Assignment —
Nothing but the lines from the one containing "Query: billboard" through the end of the data below may appear in the response, each one exact.

BEGIN Data supplied

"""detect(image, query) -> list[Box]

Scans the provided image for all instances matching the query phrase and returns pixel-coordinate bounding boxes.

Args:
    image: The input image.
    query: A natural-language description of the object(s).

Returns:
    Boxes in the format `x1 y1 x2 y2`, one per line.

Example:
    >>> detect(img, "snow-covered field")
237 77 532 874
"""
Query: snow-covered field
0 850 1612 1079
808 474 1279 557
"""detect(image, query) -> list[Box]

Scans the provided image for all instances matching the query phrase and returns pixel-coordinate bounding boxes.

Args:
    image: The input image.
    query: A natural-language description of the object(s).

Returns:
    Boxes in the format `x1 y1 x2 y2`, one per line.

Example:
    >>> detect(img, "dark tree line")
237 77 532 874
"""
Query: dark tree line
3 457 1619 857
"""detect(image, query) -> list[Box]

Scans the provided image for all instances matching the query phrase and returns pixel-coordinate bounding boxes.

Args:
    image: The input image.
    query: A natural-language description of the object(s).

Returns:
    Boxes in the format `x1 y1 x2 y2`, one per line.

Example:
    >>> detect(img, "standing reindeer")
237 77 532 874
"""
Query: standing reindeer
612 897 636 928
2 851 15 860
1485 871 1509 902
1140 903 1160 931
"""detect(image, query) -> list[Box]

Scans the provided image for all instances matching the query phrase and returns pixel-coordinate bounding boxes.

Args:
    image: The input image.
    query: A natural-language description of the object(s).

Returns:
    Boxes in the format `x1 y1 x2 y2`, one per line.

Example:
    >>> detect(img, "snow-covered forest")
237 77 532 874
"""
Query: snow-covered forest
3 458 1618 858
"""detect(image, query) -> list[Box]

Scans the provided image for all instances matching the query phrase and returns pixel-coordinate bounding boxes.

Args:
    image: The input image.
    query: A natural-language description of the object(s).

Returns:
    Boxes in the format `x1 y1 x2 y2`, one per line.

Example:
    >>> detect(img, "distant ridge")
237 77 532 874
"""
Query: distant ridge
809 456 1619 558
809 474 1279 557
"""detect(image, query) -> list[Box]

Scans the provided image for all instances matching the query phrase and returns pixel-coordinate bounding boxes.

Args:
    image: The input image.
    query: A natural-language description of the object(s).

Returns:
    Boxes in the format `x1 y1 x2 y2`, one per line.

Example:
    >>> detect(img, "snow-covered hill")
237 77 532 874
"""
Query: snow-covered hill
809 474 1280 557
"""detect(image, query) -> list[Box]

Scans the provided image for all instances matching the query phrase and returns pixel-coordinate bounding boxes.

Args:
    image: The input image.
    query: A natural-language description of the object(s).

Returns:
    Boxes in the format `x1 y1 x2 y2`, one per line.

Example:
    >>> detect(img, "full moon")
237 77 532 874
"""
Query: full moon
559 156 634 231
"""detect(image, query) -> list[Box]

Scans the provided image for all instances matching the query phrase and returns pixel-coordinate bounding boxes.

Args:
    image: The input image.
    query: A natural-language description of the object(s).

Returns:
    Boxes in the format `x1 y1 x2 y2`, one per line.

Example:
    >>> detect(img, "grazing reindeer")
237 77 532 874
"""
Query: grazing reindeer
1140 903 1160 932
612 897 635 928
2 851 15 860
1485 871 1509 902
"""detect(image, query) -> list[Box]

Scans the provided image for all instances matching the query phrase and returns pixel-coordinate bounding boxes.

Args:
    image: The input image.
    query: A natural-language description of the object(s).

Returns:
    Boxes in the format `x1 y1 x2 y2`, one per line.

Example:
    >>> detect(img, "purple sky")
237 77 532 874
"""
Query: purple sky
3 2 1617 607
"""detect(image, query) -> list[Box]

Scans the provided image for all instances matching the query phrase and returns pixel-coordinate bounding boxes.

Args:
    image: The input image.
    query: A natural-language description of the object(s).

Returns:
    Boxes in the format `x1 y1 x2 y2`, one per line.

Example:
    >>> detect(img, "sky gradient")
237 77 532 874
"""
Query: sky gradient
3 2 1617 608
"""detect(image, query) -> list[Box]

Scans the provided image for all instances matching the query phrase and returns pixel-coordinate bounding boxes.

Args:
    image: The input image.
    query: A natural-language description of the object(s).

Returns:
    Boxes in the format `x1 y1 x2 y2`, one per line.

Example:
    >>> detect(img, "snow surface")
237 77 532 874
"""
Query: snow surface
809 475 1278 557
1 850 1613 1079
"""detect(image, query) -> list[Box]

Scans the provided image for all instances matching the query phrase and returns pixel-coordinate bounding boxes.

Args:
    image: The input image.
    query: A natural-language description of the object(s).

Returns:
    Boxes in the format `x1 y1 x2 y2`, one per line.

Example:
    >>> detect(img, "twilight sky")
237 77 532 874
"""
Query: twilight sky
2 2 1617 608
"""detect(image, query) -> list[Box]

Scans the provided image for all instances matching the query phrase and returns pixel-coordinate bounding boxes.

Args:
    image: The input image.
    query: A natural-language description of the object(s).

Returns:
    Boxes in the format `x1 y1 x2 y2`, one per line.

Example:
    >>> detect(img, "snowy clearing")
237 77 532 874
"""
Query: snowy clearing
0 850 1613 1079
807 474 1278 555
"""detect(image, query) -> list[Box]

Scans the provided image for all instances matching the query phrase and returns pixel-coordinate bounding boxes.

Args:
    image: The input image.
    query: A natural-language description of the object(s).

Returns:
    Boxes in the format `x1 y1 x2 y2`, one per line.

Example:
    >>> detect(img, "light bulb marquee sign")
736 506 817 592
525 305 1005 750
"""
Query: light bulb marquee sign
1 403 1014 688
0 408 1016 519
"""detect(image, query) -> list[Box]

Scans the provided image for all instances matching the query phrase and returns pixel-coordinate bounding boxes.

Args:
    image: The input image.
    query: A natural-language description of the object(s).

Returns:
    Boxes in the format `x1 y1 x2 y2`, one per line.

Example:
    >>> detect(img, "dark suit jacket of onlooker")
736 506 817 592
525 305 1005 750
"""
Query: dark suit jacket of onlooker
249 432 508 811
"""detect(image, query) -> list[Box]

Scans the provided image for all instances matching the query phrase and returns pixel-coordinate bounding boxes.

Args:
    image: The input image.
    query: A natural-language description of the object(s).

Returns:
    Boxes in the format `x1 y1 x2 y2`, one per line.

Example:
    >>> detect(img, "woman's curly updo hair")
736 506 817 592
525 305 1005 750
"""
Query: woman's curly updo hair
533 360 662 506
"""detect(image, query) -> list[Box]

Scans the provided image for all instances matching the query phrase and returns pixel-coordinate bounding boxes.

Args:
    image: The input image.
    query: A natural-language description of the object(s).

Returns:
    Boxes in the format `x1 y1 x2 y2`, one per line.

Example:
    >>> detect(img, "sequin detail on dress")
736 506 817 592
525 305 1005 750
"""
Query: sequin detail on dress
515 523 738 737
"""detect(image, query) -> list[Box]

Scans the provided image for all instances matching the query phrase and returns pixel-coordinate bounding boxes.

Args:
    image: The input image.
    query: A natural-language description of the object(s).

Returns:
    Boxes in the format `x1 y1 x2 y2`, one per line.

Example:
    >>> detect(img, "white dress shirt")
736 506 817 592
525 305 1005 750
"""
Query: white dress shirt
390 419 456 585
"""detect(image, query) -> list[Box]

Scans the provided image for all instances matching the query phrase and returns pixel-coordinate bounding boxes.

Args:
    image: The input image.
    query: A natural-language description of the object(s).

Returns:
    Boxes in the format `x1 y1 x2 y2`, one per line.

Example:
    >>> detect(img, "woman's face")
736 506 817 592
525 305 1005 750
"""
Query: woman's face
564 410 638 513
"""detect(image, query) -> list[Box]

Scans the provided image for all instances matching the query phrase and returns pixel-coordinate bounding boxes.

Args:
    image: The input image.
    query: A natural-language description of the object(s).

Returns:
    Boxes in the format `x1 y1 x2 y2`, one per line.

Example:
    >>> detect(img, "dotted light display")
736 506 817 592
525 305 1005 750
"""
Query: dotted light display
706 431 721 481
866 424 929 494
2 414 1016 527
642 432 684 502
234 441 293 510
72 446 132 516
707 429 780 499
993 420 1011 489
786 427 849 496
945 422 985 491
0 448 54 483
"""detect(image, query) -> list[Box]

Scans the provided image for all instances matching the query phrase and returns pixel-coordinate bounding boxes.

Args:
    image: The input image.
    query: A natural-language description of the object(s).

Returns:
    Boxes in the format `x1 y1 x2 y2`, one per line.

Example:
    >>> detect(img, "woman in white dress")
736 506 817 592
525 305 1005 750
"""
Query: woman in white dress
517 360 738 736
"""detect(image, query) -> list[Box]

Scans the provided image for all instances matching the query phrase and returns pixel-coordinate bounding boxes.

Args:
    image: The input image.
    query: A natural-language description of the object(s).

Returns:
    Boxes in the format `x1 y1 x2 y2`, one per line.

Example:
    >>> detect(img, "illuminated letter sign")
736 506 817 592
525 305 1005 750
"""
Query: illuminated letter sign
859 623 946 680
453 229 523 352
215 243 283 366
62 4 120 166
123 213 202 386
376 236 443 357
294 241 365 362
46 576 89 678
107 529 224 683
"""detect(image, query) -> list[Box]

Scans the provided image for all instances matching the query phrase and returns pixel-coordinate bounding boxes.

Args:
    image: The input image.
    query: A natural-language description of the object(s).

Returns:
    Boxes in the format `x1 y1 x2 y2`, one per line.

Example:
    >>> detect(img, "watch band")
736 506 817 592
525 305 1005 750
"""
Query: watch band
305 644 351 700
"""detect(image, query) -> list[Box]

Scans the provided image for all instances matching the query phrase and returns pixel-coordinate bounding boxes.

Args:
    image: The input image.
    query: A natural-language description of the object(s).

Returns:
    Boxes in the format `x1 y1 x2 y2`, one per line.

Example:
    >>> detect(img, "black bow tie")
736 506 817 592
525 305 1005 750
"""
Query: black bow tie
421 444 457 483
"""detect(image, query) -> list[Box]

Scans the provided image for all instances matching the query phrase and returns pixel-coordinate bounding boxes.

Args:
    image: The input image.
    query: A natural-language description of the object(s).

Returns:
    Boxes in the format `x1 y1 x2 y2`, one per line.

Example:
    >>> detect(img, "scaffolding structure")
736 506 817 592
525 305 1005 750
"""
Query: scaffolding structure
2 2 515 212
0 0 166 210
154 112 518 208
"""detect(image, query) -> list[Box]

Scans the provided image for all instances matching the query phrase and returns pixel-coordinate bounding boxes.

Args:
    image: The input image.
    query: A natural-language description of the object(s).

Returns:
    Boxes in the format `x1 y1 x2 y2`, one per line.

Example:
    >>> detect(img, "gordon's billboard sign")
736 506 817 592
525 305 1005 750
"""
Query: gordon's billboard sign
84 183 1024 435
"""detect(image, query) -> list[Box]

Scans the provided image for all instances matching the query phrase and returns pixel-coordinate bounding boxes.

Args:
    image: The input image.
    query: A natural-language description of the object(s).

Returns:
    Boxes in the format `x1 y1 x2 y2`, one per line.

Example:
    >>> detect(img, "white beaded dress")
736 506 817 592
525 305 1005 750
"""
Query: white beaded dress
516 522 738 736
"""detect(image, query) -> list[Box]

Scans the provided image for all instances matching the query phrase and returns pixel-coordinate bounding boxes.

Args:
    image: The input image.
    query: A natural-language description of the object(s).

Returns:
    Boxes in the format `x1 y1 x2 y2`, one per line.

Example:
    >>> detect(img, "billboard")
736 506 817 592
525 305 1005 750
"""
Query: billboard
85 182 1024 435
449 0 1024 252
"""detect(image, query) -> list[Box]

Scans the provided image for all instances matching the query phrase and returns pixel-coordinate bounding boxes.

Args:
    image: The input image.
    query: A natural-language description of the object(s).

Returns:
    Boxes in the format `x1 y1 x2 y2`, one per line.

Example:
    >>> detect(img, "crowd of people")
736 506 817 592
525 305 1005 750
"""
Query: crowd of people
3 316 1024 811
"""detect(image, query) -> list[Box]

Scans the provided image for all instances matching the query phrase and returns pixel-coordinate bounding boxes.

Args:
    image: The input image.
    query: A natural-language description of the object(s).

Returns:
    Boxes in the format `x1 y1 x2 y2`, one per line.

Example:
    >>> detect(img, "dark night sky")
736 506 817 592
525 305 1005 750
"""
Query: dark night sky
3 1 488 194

END Data supplied

Response area —
Query: billboard
85 182 1024 435
449 0 1024 252
"""detect(image, query) -> list[Box]

Scans the provided image for all instances matching the query phrase and returns pixel-coordinate bounding boxes.

Args:
    image: The input image.
    query: A natural-language description of the object(s).

Returns:
    Boxes in the format `x1 y1 x2 y2`, one per line.

Example:
    >>> detect(img, "crowd of people")
736 506 817 592
525 305 1005 750
"""
Query: crowd of people
3 316 1024 811
"""detect(image, query) -> list[Box]

Scans the provided image for all instances matching the query phrase and returns pixel-coordinate bounding boxes.

Args:
    image: The input image.
    query: A natural-language description of the object(s).

Returns:
    Boxes in the format `x1 y1 x2 y2`, one per line.

Example:
    >>> detect(img, "dark night sky")
736 506 817 592
525 305 1005 750
"""
Query: dark night sky
3 1 488 194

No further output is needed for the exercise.